Given exercise: Copy out every one of the records below word for word, keeping each line as it stands.

Records supplied:
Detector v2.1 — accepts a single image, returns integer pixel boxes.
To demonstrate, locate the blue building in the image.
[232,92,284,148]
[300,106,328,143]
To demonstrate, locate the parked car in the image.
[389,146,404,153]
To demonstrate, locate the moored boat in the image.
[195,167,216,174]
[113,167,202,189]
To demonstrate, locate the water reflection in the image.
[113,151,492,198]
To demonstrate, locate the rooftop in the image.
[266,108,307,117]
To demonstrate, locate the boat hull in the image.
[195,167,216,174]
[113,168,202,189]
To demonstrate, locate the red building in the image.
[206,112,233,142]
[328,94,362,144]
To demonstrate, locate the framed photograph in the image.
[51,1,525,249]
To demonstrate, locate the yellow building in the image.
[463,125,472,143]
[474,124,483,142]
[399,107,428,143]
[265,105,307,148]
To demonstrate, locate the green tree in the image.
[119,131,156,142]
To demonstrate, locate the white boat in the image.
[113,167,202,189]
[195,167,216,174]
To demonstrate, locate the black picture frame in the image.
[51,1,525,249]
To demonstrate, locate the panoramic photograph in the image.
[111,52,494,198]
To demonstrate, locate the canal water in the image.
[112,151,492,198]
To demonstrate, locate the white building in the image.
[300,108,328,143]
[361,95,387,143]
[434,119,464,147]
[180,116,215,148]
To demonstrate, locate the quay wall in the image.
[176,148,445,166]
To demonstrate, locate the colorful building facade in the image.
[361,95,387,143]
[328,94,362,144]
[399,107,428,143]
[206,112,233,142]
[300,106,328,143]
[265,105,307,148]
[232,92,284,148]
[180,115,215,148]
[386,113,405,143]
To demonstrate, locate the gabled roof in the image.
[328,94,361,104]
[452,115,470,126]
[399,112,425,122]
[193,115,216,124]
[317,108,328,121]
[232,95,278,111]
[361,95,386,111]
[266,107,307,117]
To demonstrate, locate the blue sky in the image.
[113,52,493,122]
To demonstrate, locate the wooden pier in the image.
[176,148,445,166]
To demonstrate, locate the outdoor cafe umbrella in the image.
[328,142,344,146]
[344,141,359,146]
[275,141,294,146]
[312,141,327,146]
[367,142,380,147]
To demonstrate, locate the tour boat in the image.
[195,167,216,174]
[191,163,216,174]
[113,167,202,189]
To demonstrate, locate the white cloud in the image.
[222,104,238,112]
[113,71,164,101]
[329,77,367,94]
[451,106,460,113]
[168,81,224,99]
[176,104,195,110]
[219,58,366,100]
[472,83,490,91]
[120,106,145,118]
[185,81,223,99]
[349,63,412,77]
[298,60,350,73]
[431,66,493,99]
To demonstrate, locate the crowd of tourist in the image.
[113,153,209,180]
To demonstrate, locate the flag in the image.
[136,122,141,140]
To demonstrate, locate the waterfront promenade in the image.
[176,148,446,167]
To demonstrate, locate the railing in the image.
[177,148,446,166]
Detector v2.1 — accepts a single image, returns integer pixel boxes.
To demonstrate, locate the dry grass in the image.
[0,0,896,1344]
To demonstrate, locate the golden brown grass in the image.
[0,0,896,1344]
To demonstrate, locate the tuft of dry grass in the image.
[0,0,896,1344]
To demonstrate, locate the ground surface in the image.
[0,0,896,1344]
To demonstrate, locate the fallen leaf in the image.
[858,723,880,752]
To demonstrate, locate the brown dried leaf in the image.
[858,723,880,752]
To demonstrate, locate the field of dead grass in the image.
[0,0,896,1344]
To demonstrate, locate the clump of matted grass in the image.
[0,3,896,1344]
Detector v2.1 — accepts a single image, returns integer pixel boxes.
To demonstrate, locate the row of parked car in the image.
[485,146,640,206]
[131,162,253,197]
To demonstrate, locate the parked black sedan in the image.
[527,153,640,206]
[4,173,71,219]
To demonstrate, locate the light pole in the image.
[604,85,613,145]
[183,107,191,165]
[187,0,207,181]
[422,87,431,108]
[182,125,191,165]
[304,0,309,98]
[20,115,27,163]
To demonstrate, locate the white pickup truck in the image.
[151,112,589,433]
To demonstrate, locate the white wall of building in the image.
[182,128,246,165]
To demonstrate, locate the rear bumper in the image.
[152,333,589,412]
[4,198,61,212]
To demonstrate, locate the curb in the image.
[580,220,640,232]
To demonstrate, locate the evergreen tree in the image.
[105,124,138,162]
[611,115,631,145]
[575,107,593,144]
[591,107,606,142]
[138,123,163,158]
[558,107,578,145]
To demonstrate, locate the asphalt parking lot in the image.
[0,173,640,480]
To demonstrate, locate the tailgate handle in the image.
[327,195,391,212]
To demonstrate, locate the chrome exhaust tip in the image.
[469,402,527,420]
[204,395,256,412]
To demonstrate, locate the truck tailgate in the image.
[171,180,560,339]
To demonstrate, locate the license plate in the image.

Exercise response:
Detector v2.1 — accepts a single image, returns integer pixel boxes.
To demonstrate, locate the blue building in the image.
[232,92,284,148]
[300,106,328,143]
To demonstrate, locate the parked car in the image.
[389,146,404,153]
To demonstrate, locate the moored boat in the image.
[195,167,216,174]
[113,167,202,189]
To demonstrate, locate the water reflection in the image.
[113,151,492,198]
To demonstrate, locate the rooftop in the image.
[266,108,307,117]
To demonstrate, locate the boat hull in the image.
[195,167,216,174]
[113,168,202,189]
To demonstrate, locate the red building in the image.
[206,112,233,142]
[328,94,362,144]
To demonstrate, locate the framed photograph in the image.
[51,1,525,249]
To demonstrate, locate the yellow building in the image.
[463,125,472,143]
[474,124,483,142]
[399,107,428,143]
[265,105,307,148]
To demonstrate, locate the green tree in the image.
[119,131,156,142]
To demonstrate, locate the white boat in the image.
[113,167,202,189]
[195,167,216,174]
To demonstrate, locate the black picture frame in the image.
[51,1,525,249]
To demonstrate, locate the panoramic photograph in the image.
[111,52,494,198]
To demonstrate, locate the canal water in the image.
[112,151,492,198]
To demonstrate, locate the white building in the image.
[300,108,328,143]
[361,95,387,143]
[434,119,464,147]
[180,116,215,148]
To demonstrate, locate the quay wall in the image.
[176,148,445,166]
To demonstrate, locate the colorful building facade in the image.
[361,95,387,143]
[328,94,362,144]
[399,107,428,143]
[206,112,233,142]
[300,106,328,143]
[265,105,307,148]
[232,92,284,148]
[180,115,215,148]
[386,113,405,143]
To demonstrate, locate the gabled roof in the image.
[328,94,361,104]
[452,115,470,126]
[399,112,425,122]
[193,115,216,124]
[317,108,328,121]
[232,95,278,111]
[361,95,386,111]
[266,107,307,117]
To demonstrate, locate the blue sky in the image.
[113,52,493,122]
To demonstrate, locate the wooden pier in the image.
[176,148,445,166]
To demonstrate, locate the outdoor cafe umbrella in the image.
[328,142,344,146]
[344,141,359,146]
[275,141,294,146]
[312,141,327,146]
[367,142,380,147]
To demonstrate, locate the tour boat in the image.
[195,167,216,174]
[191,163,216,174]
[113,167,202,189]
To demonstrate, locate the white cloud in the image.
[222,104,238,112]
[113,71,164,101]
[329,77,367,94]
[451,106,460,113]
[168,81,224,99]
[176,104,195,110]
[219,58,366,100]
[472,83,490,91]
[120,106,145,118]
[185,81,223,99]
[349,63,412,77]
[298,60,350,73]
[431,66,493,99]
To demonstrate, locate the crowd of tourist in the image.
[113,153,209,180]
To demonstrate, locate the flag in the image.
[136,122,141,140]
To demonstrate, locate the waterfront promenade in the image.
[176,148,446,167]
To demonstrate, locate the railing in the image.
[177,148,446,166]
Detector v2.1 — accepts a single image, returns integer pixel boxes.
To demonstrate, locate the dry grass in the image.
[0,0,896,1344]
To demonstrate, locate the golden brown grass in the image.
[0,0,896,1344]
To demonstrate, locate the tuft of dry grass in the image.
[0,0,896,1344]
To demonstrate, locate the ground surface in the image.
[0,0,896,1344]
To demonstrate, locate the fallen leaf in the image.
[858,723,880,752]
To demonstrate, locate the brown dried leaf in the image.
[858,723,880,752]
To demonstrate, locate the field of dead grass in the image.
[0,0,896,1344]
To demonstrate, locate the clump of matted grass in the image.
[0,3,896,1344]
Detector v2.1 — accepts a single image, returns integer pixel boxes.
To demonstrate, locate the row of parked car in the image.
[485,146,640,206]
[131,162,253,197]
To demonstrate, locate the parked black sedan in the image.
[527,153,640,206]
[4,173,71,219]
To demonstrate, locate the light pole in the image.
[604,85,613,145]
[183,107,191,165]
[187,0,207,181]
[422,87,431,108]
[182,125,191,165]
[304,0,309,98]
[20,115,27,163]
To demonstrate, locate the white pickup truck in the image.
[151,112,589,433]
To demonstrate, locate the white wall of building in the image.
[182,128,246,165]
To demonstrate, locate the rear bumper in the image.
[152,333,589,412]
[4,198,61,212]
To demonstrate, locate the curb in the image.
[580,220,640,232]
To demonstrate, locate the evergreen tree in the image.
[105,124,138,162]
[611,115,631,145]
[575,107,593,144]
[591,107,606,142]
[138,123,163,158]
[558,107,578,145]
To demonstrate, locate the asphalt parking lot in the image.
[0,173,640,480]
To demonstrate, locate the tailgate handle in the image.
[327,195,391,212]
To demonstrate, locate the chrome exhaust tip in the image.
[469,402,527,420]
[204,395,256,412]
To demonstrate, locate the truck tailgate in the image.
[171,180,560,339]
To demonstrate, locate the license plate in the image.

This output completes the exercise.